Set the data down once more, exactly as it is written.

***** Supplied records *****

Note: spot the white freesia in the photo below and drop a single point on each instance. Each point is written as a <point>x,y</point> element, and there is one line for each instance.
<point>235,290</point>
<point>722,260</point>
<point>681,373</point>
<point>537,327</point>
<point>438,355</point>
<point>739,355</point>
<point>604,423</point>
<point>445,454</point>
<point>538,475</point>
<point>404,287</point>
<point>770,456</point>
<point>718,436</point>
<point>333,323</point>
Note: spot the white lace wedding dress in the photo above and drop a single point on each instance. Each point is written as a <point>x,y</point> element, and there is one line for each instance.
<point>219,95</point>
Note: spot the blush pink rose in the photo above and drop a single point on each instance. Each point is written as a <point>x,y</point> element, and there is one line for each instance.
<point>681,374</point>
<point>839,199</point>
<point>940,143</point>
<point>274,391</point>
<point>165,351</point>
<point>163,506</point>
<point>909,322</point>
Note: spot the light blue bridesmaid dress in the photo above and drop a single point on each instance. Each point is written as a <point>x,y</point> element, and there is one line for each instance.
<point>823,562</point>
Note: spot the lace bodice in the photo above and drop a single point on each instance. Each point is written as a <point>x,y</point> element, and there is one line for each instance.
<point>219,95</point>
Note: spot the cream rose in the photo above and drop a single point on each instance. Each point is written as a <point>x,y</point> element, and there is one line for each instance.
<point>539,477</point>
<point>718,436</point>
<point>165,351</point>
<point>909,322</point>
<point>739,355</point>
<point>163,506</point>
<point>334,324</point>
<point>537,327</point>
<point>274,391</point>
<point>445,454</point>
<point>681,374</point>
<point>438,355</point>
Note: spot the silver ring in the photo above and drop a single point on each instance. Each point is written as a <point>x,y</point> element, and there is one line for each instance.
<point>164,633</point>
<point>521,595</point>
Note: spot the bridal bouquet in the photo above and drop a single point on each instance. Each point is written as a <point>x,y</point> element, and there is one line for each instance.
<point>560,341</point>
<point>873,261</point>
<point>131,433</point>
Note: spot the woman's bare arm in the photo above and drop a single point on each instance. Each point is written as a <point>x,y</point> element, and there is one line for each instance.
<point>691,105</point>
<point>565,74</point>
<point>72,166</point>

*****

Answer section:
Note: spot the white freesia in the photo below and drop a single point on each instance. Each point is written as a <point>x,y</point> element, and there is one line for each instance.
<point>235,290</point>
<point>722,260</point>
<point>681,373</point>
<point>537,327</point>
<point>438,355</point>
<point>739,355</point>
<point>604,423</point>
<point>445,454</point>
<point>538,475</point>
<point>404,287</point>
<point>770,456</point>
<point>718,436</point>
<point>333,323</point>
Note: spot the white lace wedding dress in the photo above and drop a single point on each instance. Each point is written as a <point>x,y</point> element, and there is one line for each instance.
<point>219,95</point>
Note: spot the blush pink rose in the photo above and drop a single point on each instance. Each point is written as a <point>x,y</point> element, and there is one line for each instance.
<point>681,374</point>
<point>839,199</point>
<point>940,143</point>
<point>274,391</point>
<point>165,351</point>
<point>163,506</point>
<point>909,322</point>
Note: spot the light blue bridesmaid dress in the photo above and drop a single point on each instance. Each point is written as a <point>x,y</point> element, and there is one line for each instance.
<point>823,562</point>
Note: spot the lace bodice in the photo above and drop a single point on each instance. Each point is written as a <point>x,y</point> element, and there is one line for each instance.
<point>219,95</point>
Note: spot the cream rose in the photo above and drop a single point on each instance. Each point is written as a <point>x,y</point> element, and there is one line for each instance.
<point>539,477</point>
<point>718,436</point>
<point>165,351</point>
<point>909,322</point>
<point>739,355</point>
<point>163,506</point>
<point>334,324</point>
<point>537,327</point>
<point>274,391</point>
<point>445,454</point>
<point>681,374</point>
<point>438,355</point>
Note: spot the silver ring in the photo above and drop a single point on each instance. Each point is written as a <point>x,y</point> element, and there is one line for each instance.
<point>164,633</point>
<point>521,595</point>
Note: spot the bridal bouquet in the photo above and drop a single point on each instance. Each point is written as a <point>x,y</point> element, and there is one line for each instance.
<point>560,341</point>
<point>873,261</point>
<point>131,433</point>
Note: spot the woman's bare arm in the photo above and drop a single point on each instance. Each point is written as a <point>x,y</point> element, and there is one line for each instance.
<point>691,105</point>
<point>565,74</point>
<point>72,166</point>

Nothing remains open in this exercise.